## Excerpt provided:
============

A Dragon’s Guide to the Care and Feeding of Humans by Laurence Yep and Joanne Ryder
The dragon Miss Drake has recently lost her beloved human pet, Fluffy. She is rather surprised and even irritated then when her pet’s great-niece, Winnie, shows up with a key to her lair. Winnie and her mother were given the home above Miss Drake’s and Fluffy, or Great-Aunt Amelia as she was known to Winnie left directions on how to find Miss Drake. Soon the pair are off having adventures together, though Miss Drake has plans to make Winnie far more docile and polite. After flying to a shop up in the clouds, Winnie gets a sketchbook that has a tingle of magic about it. She sets to a project of drawing each of the pretty magical creatures she has seen on their trip. But soon her drawings have come to life and left the pages of the book. Now it is up to Winnie and Miss Drake to work together to catch all of the creatures, even the one that threatens the entire city of San Francisco and the magical world.
Each chapter in this book features tips on how to best train your human pet. The entire book is filled with humor and whimsy and drenched in magic. The book is pure adventure of the fantasy sort. The world makes sense, a hidden world of magic right alongside our own, specifically in San Francisco. There are spells to keep normal people from seeing the magical ones and this book has that wonderful touch of Harry Potter where the magic is right in front of us. The writing here is playful and jolly, setting the tone of a grand adventure with plenty of danger, problems to solve, and one new best friend to discover.
Miss Drake is a grand character. Having a book with the dragon as the narrator adds to the fun of the story and also offers a unique perspective. It would have been a far different book told by Winnie, since the humor of Miss Drake is not always apparent on the surface. Winnie too is a great protagonist. She doesn’t shy away from Miss Drake even when she is rude or shows her huge teeth. She stand up to her and it looks like at the end she is going to be a very different sort of pet than Miss Drake has ever had before.

============

## Information shown:

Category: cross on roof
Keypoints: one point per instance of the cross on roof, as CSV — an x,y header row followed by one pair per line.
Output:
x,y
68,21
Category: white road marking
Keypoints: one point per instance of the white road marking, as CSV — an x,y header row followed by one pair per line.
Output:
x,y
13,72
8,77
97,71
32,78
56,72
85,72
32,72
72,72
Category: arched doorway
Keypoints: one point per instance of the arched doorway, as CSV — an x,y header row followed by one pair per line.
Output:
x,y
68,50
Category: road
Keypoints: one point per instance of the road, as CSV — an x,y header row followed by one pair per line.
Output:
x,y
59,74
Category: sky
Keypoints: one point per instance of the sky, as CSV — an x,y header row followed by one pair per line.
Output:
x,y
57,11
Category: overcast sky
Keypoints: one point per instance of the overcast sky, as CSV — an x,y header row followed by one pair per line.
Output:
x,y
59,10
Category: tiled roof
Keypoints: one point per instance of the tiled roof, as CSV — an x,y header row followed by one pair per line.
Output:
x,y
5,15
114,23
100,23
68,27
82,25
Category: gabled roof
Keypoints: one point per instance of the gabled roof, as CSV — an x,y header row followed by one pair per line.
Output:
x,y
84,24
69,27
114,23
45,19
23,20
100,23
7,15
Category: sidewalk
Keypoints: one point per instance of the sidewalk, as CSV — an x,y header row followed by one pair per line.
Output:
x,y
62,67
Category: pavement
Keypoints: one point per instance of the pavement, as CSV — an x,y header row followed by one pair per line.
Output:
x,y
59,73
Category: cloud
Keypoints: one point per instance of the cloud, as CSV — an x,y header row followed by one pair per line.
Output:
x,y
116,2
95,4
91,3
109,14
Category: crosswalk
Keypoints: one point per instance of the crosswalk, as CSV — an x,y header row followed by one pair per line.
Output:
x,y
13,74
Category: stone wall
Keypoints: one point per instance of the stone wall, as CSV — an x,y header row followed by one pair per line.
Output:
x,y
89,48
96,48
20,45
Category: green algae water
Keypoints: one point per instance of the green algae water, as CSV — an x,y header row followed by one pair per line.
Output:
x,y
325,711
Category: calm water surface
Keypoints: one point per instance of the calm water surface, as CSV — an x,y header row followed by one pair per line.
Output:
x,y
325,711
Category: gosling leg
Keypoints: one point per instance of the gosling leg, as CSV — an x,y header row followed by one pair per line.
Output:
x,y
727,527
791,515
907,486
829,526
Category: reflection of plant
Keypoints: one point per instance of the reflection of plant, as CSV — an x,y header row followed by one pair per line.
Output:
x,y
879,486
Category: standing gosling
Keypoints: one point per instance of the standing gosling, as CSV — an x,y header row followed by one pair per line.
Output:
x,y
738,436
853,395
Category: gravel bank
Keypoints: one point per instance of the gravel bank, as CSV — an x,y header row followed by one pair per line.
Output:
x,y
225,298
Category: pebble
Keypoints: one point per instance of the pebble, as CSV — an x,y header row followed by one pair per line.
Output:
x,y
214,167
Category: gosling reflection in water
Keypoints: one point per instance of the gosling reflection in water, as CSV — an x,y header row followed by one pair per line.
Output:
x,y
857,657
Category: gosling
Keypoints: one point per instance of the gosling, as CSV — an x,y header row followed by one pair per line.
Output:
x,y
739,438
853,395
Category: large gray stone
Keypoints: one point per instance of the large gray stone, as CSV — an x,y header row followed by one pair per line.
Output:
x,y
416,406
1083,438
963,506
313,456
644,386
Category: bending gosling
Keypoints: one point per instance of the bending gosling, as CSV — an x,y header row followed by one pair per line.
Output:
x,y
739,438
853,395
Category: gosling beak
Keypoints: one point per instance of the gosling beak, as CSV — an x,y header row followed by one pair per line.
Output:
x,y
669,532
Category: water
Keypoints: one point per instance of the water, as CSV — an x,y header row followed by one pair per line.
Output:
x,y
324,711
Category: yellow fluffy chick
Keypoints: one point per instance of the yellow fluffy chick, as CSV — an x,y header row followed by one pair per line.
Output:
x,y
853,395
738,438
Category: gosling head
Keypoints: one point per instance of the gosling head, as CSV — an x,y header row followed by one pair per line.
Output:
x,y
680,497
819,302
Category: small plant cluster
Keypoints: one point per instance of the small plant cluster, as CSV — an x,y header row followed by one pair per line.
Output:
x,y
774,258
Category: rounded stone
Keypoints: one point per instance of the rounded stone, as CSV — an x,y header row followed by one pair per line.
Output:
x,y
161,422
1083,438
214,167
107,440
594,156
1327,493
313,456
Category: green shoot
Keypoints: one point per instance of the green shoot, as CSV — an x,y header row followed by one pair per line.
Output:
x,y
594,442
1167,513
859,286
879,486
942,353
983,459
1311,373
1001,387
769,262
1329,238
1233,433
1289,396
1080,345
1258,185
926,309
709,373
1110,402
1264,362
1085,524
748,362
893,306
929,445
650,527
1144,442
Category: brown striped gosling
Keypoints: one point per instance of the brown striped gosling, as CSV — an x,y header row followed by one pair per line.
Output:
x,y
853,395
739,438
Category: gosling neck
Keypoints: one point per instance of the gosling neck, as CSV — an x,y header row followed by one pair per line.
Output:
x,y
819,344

============

## Prompt 1:
In the book review, what does Winnie get after flying to the shop up in the clouds?
## Prompt 2:
Based on the book review, why would the story have been a far different book if Winnie had told it?
## Prompt 3:
Write the next passage of the book review, picking up after its final sentence.

## Written answer 1:
She gets a sketchbook that has a tingle of magic about it.

## Written answer 2:
The humor of Miss Drake is not always apparent on the surface. Having the dragon as narrator brings that humor out and offers a unique perspective.

## Written answer 3:
Magic and humor come together in this warm and wonderful fantasy that looks to be the first in a new series. Appropriate for ages 7-9.
Reviewed from digital galley received from Edelweiss and Crown Books for Young Readers.
A Tale of Two Beasts by Fiona Roberton
Released March 1, 2015
First we hear the story from one point of view, then the other. A little girl tells of walking in the woods and seeing a little beast in the forest. He was stuck in the tree and very sad, so she rescued him and took him home with her. There she bathed him, dressed him in a hat and sweater, gave him nuts to eat and built him a house out of a cardboard box. She even walked him in a leash to give him exercise. But in the end, he escaped out of the window. Alone in her bed, she couldn’t sleep and then the beast returned to get his hat so they headed off into the woods together. But she couldn’t stop wondering about why he came back. The second half of the book is told from the little animal’s point of view and it’s a very different perspective. But in the end, the two of them found a connection despite their different ways of seeing what happened.
Roberton could have kept this book solely about perspectives and had it be full-on humor, but instead she manages to imbue the book with a real heart. The connection between the two “beasts” is slow to come, with the final moment of real understanding being so freeing for both of them as they in turn realize that the other one is not quite as bad as they had thought. Using similar language for both stories in that moment really shows their connection, particularly because otherwise their perspectives had been so very different.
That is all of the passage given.